* Begin QUOTED TEXT *
Figure 38. UCC28063A Response to a Line Brownout Event at 265 VRMS
10 Power Supply Recommendations
The IC receives all of its power through the VCC pin. This voltage should be as well regulated as possible
through all of the operating conditions of the PFC stage. Consider creating the steady state bias for this stage
from a downstream DC:DC stage which will in general be able to provide a bias winding with very well regulated
voltage. This strategy will enhance the overall efficiency of the bias generation. A lower efficiency alternative will
be to consider a series connected Fixed Positive Voltage Regulator such as the UA78L15A.
For all normal and abnormal operating conditions it is critically important that VCC remains within its
Recommended Operating Range for both Voltage and Input Current. VCC overvoltage may cause excessive
power dissipation in the internal voltage clamp and undervoltage may cause inadequate drive levels for power
MOSFETs, UVLO events (causing interrupted PFC operation) or inadequate headroom for the various on-chip
linear regulators and references.
* End QUOTED TEXT *
* Begin PROVIDED RECORDS *
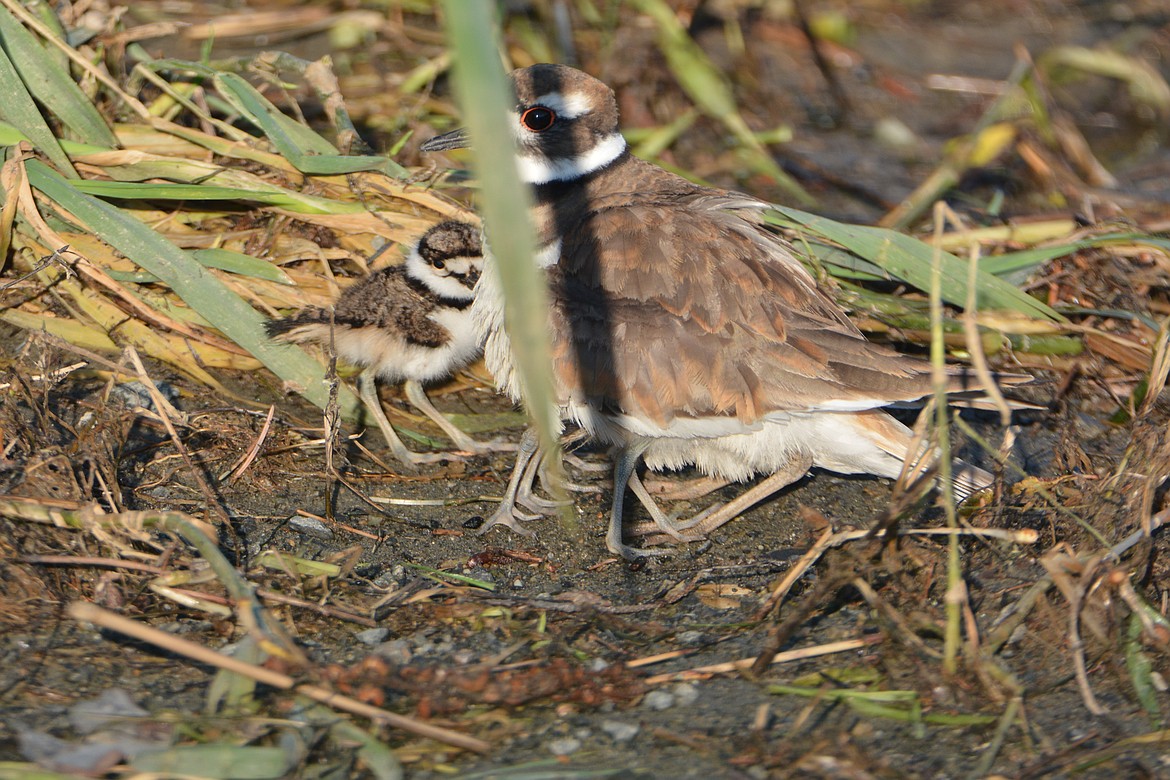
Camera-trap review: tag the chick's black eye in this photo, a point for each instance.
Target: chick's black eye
(537, 118)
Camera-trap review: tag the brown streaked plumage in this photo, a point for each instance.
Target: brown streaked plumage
(683, 329)
(407, 323)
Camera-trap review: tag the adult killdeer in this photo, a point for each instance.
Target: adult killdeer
(683, 330)
(406, 323)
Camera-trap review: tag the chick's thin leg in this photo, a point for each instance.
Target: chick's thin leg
(418, 397)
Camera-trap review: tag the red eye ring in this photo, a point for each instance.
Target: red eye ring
(538, 118)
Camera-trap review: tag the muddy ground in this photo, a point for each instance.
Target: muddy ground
(531, 655)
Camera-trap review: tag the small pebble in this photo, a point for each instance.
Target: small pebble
(372, 636)
(397, 651)
(564, 746)
(620, 732)
(659, 701)
(686, 694)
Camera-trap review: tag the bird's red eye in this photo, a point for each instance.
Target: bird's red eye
(537, 118)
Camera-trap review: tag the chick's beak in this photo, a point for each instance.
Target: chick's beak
(456, 138)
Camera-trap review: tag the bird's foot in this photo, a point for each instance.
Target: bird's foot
(509, 516)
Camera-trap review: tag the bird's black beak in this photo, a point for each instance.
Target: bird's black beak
(454, 139)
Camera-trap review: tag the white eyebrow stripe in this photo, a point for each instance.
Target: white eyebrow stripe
(569, 107)
(538, 168)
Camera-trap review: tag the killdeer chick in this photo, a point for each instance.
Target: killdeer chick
(408, 323)
(682, 328)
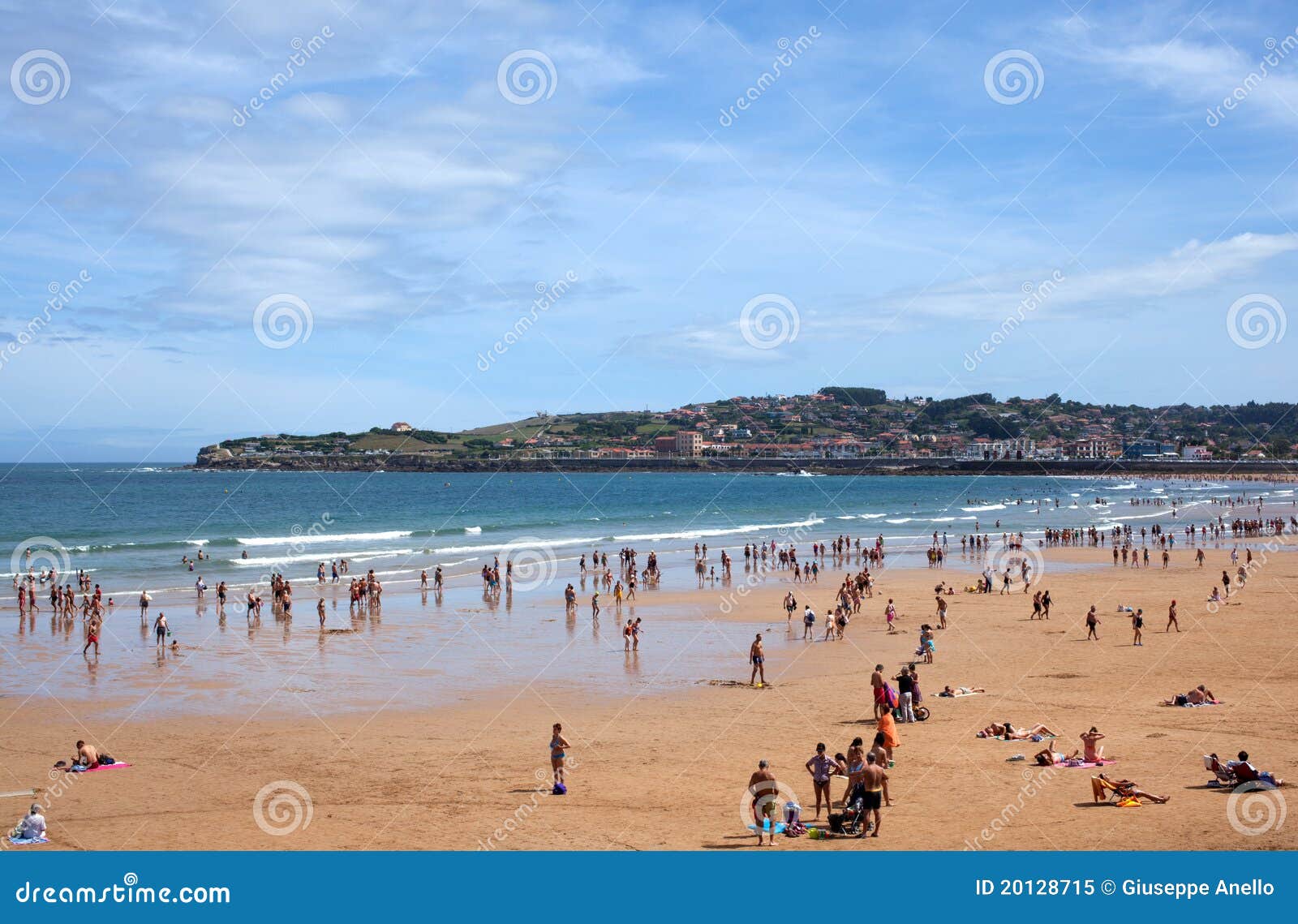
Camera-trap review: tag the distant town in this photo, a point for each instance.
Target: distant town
(834, 423)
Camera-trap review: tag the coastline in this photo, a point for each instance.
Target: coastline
(666, 767)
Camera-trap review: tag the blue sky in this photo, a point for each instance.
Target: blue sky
(882, 188)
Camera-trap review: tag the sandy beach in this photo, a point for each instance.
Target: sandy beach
(668, 767)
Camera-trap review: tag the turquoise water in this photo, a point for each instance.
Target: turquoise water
(130, 530)
(130, 527)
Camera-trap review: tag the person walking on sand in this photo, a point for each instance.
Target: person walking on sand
(757, 655)
(558, 753)
(1090, 740)
(874, 778)
(765, 791)
(821, 768)
(876, 681)
(92, 630)
(1092, 622)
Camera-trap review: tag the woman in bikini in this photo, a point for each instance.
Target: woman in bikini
(558, 746)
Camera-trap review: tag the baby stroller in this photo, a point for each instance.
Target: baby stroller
(852, 819)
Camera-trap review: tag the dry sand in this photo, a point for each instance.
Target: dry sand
(668, 768)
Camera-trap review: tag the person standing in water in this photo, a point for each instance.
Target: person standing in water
(757, 655)
(558, 753)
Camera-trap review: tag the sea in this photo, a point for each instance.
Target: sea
(131, 526)
(142, 527)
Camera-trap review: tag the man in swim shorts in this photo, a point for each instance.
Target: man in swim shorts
(873, 780)
(757, 655)
(765, 791)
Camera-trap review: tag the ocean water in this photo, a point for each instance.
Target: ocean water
(130, 530)
(130, 527)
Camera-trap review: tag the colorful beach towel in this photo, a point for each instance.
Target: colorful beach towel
(91, 770)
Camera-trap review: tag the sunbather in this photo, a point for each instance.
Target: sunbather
(32, 827)
(1129, 791)
(1246, 772)
(1012, 733)
(1047, 757)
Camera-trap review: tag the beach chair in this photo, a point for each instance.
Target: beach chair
(1107, 791)
(1224, 776)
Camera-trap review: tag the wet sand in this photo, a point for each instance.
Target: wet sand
(661, 757)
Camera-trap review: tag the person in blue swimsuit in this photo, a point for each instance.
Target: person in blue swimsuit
(558, 746)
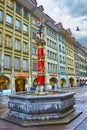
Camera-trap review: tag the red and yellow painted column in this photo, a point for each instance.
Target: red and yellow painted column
(41, 55)
(41, 63)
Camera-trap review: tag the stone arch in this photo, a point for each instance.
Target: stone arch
(20, 83)
(4, 82)
(35, 82)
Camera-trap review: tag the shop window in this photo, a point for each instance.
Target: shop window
(25, 64)
(34, 65)
(10, 3)
(17, 44)
(34, 50)
(25, 28)
(1, 15)
(7, 61)
(17, 63)
(4, 81)
(25, 13)
(25, 47)
(18, 8)
(18, 24)
(8, 41)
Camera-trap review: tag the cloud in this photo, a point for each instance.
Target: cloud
(71, 13)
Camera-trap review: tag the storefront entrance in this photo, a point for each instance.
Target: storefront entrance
(4, 82)
(20, 84)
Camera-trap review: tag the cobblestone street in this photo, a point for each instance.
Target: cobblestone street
(77, 124)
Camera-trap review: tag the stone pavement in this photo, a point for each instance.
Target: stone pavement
(79, 123)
* End PROVIDED RECORDS *
## TO BE DONE
According to the power supply recommendations, what effects may VCC undervoltage cause? List each one.

## WRITTEN SOLUTION
- Inadequate drive levels for power MOSFETs
- UVLO events (causing interrupted PFC operation)
- Inadequate headroom for the various on-chip linear regulators and references